Finding that member's house was the funniest thing ever. They are called the Kuwalis and they recently moved from Luwande (a group far away) to Blantyre. The wife is pretty hard of hearing so she talks really loud but is super adorable and charming. She wrote some vague directions down on a piece of paper and told us that we should just ask around to find their home because they are well known. Having no addresses can be a problem sometimes. We got to where the paper directed us and then began asking everyone we could if they knew the Kuwalis. The language barrier was cartoonish. People kept leading us to different houses and no one actually knew who we were talking about. Finally a woman knew them and took us to their tiny, crumbling house. Sister Kuwali was so excited to see us. She is very child-like. When we sat down on her floor and began to talk we kept asking her questions and she would answer something completely different. "Sister Kuwali, when were you baptized?" "Oh, I have one daughter and she stays in Zomba." She understands English well it's just the hearing issue. I sat there laughing with this Malawian woman who couldn't understand anything I said and it hit me again: I am a sister missionary in MALAWI. That's pretty cool. Of all the places in the world I am sitting on the floor of a tiny house in Blantyre with a half deaf woman talking about Jesus Christ. I am a blessed child.

Well, another happy thing is that almost everyone I talk to thinks I am fluent in Chichewa which is a vast overstatement but it's flattering. I know enough to get myself around and these people are impressed. "You've only been here 8 months??" Ha. I love these people.

Have a joyous week. Serve someone. It will make you happy!

Sister Proctor

Perfect Orchestrations

March 2, 2015

Me looking fine (please sense the sarcasm) on my 20th

I brought cake to district meeting (because we have the best district) to celebrate Elder Lemperle and my birthdays.

Agnes' second to last Sunday before she heads to the London South Mission. I love this girl too much.
An awkward selfie

The Chirwa family--my Malawian family. These people are too good.

__Given exercise 1__:
Answer these questions from the missionary's blog post:
(a) From where did the Kuwalis recently move to Blantyre?
(b) Where does Sister Kuwali's daughter stay?
(c) Which mission is Agnes heading to?
__Given exercise 2__:
Please continue the missionary's blog post from where it stops.
You won't need the listing for any of this work.

[Excerpts from segmentation records]
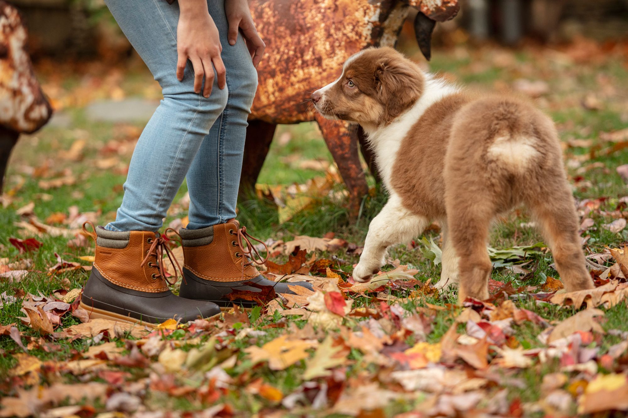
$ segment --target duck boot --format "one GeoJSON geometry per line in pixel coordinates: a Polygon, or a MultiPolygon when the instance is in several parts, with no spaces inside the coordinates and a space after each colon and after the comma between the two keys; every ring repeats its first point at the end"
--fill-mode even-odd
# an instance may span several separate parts
{"type": "Polygon", "coordinates": [[[220,313],[215,304],[185,299],[170,291],[163,250],[171,260],[174,257],[163,237],[148,231],[94,229],[96,254],[80,302],[90,318],[151,326],[171,318],[187,322],[220,313]]]}
{"type": "Polygon", "coordinates": [[[246,284],[247,282],[273,286],[279,294],[295,294],[288,289],[288,284],[313,290],[312,285],[307,282],[273,282],[260,274],[253,265],[263,264],[266,260],[262,259],[249,238],[263,242],[249,235],[246,227],[241,228],[234,219],[202,229],[181,228],[179,234],[184,260],[184,280],[179,294],[183,297],[213,302],[225,310],[234,303],[245,308],[257,304],[234,296],[229,297],[234,291],[262,291],[246,284]]]}

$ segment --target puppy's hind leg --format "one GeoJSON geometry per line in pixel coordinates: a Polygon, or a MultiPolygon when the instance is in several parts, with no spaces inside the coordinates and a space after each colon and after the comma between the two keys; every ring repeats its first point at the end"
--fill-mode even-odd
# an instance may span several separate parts
{"type": "Polygon", "coordinates": [[[544,179],[539,192],[528,200],[541,232],[551,249],[556,270],[568,292],[593,289],[578,235],[573,197],[564,177],[544,179]]]}
{"type": "Polygon", "coordinates": [[[459,257],[449,237],[446,221],[441,222],[441,230],[443,232],[443,257],[441,260],[443,269],[440,273],[440,281],[434,285],[438,289],[444,289],[450,286],[457,286],[459,281],[459,257]]]}
{"type": "Polygon", "coordinates": [[[458,303],[468,297],[483,301],[490,296],[489,279],[493,266],[487,244],[495,210],[485,191],[482,196],[485,188],[481,183],[476,186],[474,189],[469,184],[467,190],[482,198],[472,201],[461,200],[459,196],[464,195],[460,188],[465,185],[456,185],[448,190],[446,199],[449,237],[459,257],[458,303]]]}
{"type": "Polygon", "coordinates": [[[391,194],[388,202],[369,226],[360,262],[354,269],[356,282],[367,282],[383,265],[386,249],[420,235],[430,221],[410,212],[398,196],[391,194]]]}

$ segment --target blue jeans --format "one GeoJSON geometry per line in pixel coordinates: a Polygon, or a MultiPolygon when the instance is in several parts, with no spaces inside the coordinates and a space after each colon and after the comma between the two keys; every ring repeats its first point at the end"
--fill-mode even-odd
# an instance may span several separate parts
{"type": "Polygon", "coordinates": [[[190,200],[187,228],[235,218],[247,118],[257,75],[241,35],[235,45],[229,44],[224,1],[208,0],[207,6],[220,35],[227,87],[219,88],[215,77],[208,99],[194,92],[189,61],[183,81],[176,78],[176,2],[106,3],[163,94],[133,153],[116,221],[106,228],[157,231],[186,174],[190,200]]]}

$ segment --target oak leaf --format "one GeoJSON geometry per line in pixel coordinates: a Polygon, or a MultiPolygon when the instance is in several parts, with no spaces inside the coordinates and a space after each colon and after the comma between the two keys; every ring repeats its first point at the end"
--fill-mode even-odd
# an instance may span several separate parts
{"type": "Polygon", "coordinates": [[[604,334],[605,333],[604,329],[593,319],[596,316],[604,315],[604,311],[597,309],[580,311],[575,315],[570,316],[554,327],[548,338],[548,343],[564,338],[578,331],[593,331],[604,334]]]}
{"type": "Polygon", "coordinates": [[[261,347],[251,346],[244,351],[253,364],[268,362],[268,367],[271,370],[283,370],[307,358],[310,355],[306,350],[317,345],[317,341],[288,340],[287,335],[282,335],[261,347]]]}
{"type": "Polygon", "coordinates": [[[334,345],[333,339],[327,335],[314,353],[314,356],[305,362],[306,367],[303,379],[310,380],[315,377],[330,376],[332,372],[327,369],[344,364],[347,354],[343,345],[334,345]]]}

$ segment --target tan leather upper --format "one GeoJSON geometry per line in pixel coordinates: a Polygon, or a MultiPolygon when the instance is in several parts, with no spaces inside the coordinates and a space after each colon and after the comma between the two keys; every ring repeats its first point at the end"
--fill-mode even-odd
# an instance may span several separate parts
{"type": "Polygon", "coordinates": [[[183,246],[183,267],[199,277],[219,282],[236,282],[257,277],[259,272],[242,255],[237,246],[234,222],[214,226],[211,244],[199,247],[183,246]]]}
{"type": "Polygon", "coordinates": [[[154,232],[131,231],[125,248],[97,245],[94,267],[102,277],[122,287],[153,293],[167,291],[168,283],[159,275],[156,258],[140,267],[155,238],[154,232]]]}

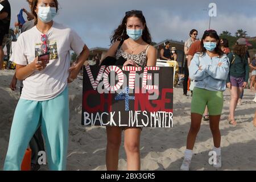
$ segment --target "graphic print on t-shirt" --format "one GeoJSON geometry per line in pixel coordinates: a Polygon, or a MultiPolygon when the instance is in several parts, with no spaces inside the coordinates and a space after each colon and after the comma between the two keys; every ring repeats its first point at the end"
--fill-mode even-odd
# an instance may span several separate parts
{"type": "MultiPolygon", "coordinates": [[[[47,42],[47,52],[49,52],[49,60],[58,59],[57,42],[56,40],[47,42]]],[[[44,51],[41,48],[42,46],[42,43],[36,44],[35,48],[35,55],[36,57],[44,53],[44,51]]]]}

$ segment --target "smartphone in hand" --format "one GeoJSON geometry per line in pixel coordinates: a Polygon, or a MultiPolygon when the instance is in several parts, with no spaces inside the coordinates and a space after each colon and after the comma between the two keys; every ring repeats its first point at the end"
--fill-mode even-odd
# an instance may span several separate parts
{"type": "Polygon", "coordinates": [[[44,61],[46,64],[49,63],[49,53],[45,53],[38,56],[39,61],[44,61]]]}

__Exercise response 1__:
(a) Luwande
(b) Zomba
(c) The London South Mission

__Exercise response 2__:
Darling Family,

Have I mentioned that I love being a missionary? I remember as I wrote my farewell talk the the theme "perfect orchestrations" emerged--little did I know I had discovered the theme for my entire mission. There were so many moments this week where divine intervention was so obvious I couldn't help but smile and think, "Oh, Heavenly Father, you are too good."

First of all, the rest of my birthday was grand. Sister Dlamini and I took a bus to a market outside of Blantyre called Limbe and I think the men were all informed it was a special day because they were all saying really funny things to me. As we were getting on the bus to go back to Blantyre this guy yelled, "You look like a thousand!" and the whole bus, including myself, started laughing. These Malawians are too funny. My companion told another guy that it was my birthday and he gave me a little angel made out of white beads. We laughed because Agnes always calls me the "white angel". So yeah, my 20th was a success.

District meeting was powerful. We have a couple new Elders in the district and we've all mutually agreed we are the best district in the mission. We might be biased but whatever. We also may only be 1/11,000 of the missionaries in the entire world but we are making a difference for the people we come in contact with. We talked about the importance of the Spirit in conversion and I had a sort of obvious yet important realization--the Spirit is all that matters. Sometimes it's easy to get down on myself for forgetting little things or not being perfect but if I am remember every little thing and not bringing the Spirit then I can't do anything. The Spirit is what will change and convert people. Yes, the other things are good to remember but if I forget and I bring the Spirit, all is well. The Spirit is the real missionary.

We had a few days this week where we felt like children wandering in the wilderness. One day it was hot and appointments were cancelled and I was praying for guidance from the Spirit but it didn't feel like any specific guidance was coming. Then we knocked on a door. It took a while for someone to come and we were about to move on to the next house but finally the door opened and we found a thin woman peering out at us. We didn't even tell her we were missionaries before she invited us to come in. When we sat down and began to introduce ourselves as missionaries and how we share the restored gospel she just started weeping. When she pulled herself together she told us she had just been on her knees pleading with God to help her and we knocked at the door mid-prayer. I knew that we had been directed to her. We went again yesterday to meet with her, Mercy, and her husband, Bruno, and it was just a sweet lesson. It's worth wandering in the wilderness to have moments like these.

We are teaching this guy called Mukeya and when we taught him the restoration last time there were a few things that he didn't agree with so he told us that our next lesson he was inviting his friend who "had been in the Word longer than him". We were praying that they weren't going to be bashers and that their hearts would be softened and that, too, was a great lesson. At first his friend was a bit abrasive but then Mukeya stepped in and said, "Man, let them teach us. I think they'll answer your questions." It was possibly the most spirit-filled lesson about the Book of Mormon I've ever taught. I truly appreciate earnest seekers of truth. Another prayer was answered.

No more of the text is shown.